**Source passage:**
Run anything we can on Linux--that's Ohio Savings Bank's strategy, says enterprise information manager Miller.

"Run anything we can on Linux"--that's Ohio Savings Bank's strategy, says enterprise information manager Miller.

Photo by Russell Lee
With hardware included, the market is bigger, yet still struggling. Unix server revenue (IDC calls it "factory revenue") amounted to $3.9 billion in the third quarter of 2005, a 0.4% decline compared with the same period a year earlier, while unit shipments dropped 13.7% year to year. By comparison, Linux server unit shipments jumped 20.5% in the third quarter of 2005, compared with a year earlier, and Windows server unit shipments climbed 15.3%. There was also this milestone in the third quarter: Windows servers accounted for the largest slice of the overall server market for the first time ever, according to IDC.

It doesn't help that most commercial applications today are written for Windows or in Java, which runs well on Linux computers, rather than aimed at a specific Unix system.

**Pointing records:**
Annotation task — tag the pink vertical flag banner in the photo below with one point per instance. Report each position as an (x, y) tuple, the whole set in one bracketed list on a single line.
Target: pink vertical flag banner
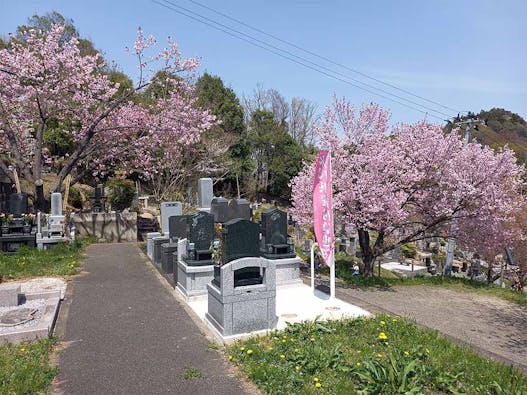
[(323, 207)]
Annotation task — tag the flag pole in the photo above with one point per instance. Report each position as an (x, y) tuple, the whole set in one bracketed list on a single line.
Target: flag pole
[(332, 260)]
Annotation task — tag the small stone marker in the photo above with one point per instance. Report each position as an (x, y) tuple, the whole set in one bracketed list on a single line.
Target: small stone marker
[(178, 227), (220, 209), (56, 203), (169, 209), (9, 295), (275, 244), (201, 232), (205, 193)]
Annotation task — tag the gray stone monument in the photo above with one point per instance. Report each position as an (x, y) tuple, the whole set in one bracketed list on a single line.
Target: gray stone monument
[(195, 268), (178, 229), (242, 298), (205, 194), (220, 209), (150, 243), (56, 219), (275, 242), (169, 209), (200, 237)]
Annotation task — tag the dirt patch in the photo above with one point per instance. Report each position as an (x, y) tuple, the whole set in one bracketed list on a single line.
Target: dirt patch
[(491, 326)]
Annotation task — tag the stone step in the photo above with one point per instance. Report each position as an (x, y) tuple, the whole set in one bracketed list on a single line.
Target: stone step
[(9, 295)]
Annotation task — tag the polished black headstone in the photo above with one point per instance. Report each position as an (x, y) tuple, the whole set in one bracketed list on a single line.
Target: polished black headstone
[(240, 238), (219, 208), (17, 204), (274, 226)]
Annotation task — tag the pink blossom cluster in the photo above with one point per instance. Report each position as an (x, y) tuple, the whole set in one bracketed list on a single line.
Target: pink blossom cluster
[(409, 181)]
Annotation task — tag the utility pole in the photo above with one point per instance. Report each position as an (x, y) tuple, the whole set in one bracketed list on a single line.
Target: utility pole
[(469, 124)]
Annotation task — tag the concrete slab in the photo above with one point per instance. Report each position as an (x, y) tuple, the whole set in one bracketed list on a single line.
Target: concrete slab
[(294, 303), (40, 327)]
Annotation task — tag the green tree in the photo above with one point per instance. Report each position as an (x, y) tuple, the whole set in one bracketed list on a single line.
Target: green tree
[(212, 94), (276, 156)]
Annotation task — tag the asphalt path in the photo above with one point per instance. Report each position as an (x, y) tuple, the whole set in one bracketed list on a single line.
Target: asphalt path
[(125, 333)]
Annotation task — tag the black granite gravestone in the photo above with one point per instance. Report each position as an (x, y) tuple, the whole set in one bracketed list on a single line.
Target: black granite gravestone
[(219, 208), (17, 204), (240, 238), (200, 237), (275, 243)]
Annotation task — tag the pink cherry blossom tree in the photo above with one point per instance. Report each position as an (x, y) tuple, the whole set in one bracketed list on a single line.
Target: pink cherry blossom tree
[(45, 79), (406, 183)]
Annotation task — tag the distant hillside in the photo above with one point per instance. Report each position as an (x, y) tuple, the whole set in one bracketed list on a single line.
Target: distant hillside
[(503, 128)]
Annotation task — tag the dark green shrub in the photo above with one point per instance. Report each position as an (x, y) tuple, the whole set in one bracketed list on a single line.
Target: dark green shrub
[(75, 198), (121, 193)]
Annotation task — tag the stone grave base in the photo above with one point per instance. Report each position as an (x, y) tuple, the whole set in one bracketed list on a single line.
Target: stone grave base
[(405, 270), (34, 316), (287, 271), (46, 243), (294, 303), (192, 280)]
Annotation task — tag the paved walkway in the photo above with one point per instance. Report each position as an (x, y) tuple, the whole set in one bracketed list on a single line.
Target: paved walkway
[(491, 326), (126, 334)]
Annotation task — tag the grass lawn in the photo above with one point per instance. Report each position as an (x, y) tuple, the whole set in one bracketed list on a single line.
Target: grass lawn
[(344, 272), (63, 259), (25, 368), (382, 355)]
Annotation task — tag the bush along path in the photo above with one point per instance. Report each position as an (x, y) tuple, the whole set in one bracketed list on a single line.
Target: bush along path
[(382, 355)]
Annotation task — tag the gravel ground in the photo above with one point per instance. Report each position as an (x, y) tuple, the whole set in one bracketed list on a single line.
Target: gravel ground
[(491, 326)]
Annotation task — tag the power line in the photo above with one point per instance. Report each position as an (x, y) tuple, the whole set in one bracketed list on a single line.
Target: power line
[(320, 56), (228, 30), (303, 60)]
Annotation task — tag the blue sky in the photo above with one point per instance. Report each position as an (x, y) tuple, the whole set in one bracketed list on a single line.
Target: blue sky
[(467, 55)]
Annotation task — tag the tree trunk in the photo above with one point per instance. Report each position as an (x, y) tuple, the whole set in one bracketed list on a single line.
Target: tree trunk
[(368, 258)]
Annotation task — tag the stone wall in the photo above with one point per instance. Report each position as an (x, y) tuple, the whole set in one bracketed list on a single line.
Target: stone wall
[(109, 227)]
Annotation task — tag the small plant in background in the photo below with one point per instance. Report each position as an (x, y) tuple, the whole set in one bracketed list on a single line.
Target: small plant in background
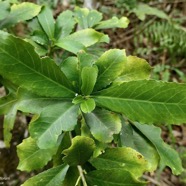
[(96, 117)]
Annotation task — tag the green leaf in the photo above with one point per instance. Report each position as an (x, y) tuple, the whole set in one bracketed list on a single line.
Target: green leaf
[(88, 78), (146, 101), (64, 24), (144, 9), (119, 177), (81, 39), (110, 66), (103, 124), (8, 124), (31, 157), (20, 12), (31, 103), (121, 158), (88, 105), (40, 37), (51, 177), (113, 23), (6, 103), (71, 177), (21, 65), (135, 69), (4, 9), (87, 18), (131, 137), (168, 156), (47, 21), (52, 121), (70, 68), (85, 60), (80, 151)]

**Work to do:**
1. Can you condense the paragraph of the server market text that begins "With hardware included, the market is bigger" into a short bulleted list that keeps its main facts?
2. According to the server market text, by what percentage did Linux server unit shipments grow in the third quarter of 2005 compared with a year earlier?
Rely only on the server market text for your answers.

**Answers in order:**
1.
- With hardware included, the market is bigger but still struggling.
- Unix server revenue ("factory revenue," per IDC) was $3.9 billion in Q3 2005, down 0.4% from a year earlier.
- Unix server unit shipments fell 13.7% year to year.
- Linux server unit shipments rose 20.5% over the same period, and Windows server unit shipments rose 15.3%.
- According to IDC, Windows servers held the largest share of the overall server market for the first time in that quarter.

2. They grew 20.5%.